THE PROBLEM — Pull out every line in the records below that contains the word "tree", matching case exactly, and copy each one.

ROWS —

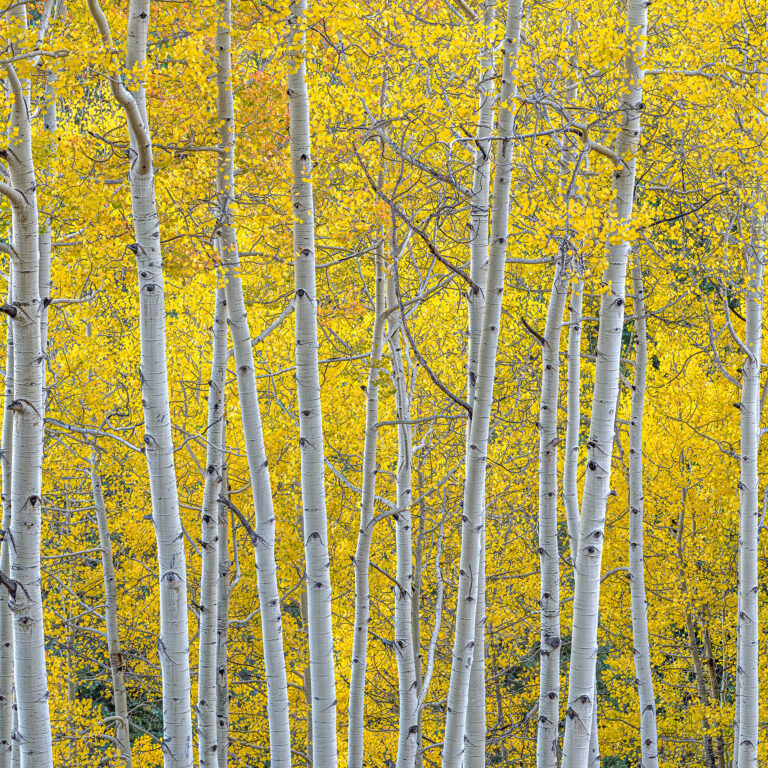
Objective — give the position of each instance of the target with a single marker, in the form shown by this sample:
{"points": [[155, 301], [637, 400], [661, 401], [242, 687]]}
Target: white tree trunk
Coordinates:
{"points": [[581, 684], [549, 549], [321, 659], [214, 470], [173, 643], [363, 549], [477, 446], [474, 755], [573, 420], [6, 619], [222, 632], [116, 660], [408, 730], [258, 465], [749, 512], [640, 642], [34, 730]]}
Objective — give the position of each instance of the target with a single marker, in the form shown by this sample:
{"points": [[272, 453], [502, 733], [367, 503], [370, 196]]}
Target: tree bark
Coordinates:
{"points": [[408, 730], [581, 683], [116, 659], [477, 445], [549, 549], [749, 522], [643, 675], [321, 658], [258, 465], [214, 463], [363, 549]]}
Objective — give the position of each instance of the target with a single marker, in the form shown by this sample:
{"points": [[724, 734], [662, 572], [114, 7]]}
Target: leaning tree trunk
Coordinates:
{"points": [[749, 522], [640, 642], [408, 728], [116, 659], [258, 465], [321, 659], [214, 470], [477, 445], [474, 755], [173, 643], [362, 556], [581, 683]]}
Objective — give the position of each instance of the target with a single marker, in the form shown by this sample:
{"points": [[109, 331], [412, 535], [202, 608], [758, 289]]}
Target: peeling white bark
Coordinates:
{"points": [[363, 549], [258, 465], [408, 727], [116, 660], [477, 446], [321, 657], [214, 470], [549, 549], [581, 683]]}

--

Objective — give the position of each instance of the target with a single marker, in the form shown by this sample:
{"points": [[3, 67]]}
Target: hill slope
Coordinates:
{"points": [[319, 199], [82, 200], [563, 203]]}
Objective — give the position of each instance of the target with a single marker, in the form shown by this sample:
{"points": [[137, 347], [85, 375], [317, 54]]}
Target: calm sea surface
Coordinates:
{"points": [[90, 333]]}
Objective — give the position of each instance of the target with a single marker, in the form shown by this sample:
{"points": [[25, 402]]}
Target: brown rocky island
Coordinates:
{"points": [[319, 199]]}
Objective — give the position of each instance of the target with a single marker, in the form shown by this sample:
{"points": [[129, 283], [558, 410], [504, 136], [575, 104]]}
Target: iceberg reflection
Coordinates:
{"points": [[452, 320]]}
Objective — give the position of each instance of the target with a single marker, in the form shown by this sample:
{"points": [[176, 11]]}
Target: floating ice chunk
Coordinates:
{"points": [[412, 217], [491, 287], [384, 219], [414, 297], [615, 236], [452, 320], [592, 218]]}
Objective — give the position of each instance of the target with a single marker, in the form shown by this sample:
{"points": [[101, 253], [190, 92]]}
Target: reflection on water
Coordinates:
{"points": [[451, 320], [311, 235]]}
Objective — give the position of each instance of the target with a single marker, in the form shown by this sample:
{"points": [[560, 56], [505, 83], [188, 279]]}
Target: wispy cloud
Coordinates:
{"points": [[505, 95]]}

ANSWER TO THE PROBLEM —
Target: white tree trunk
Target: tree bark
Target: leaning tree trunk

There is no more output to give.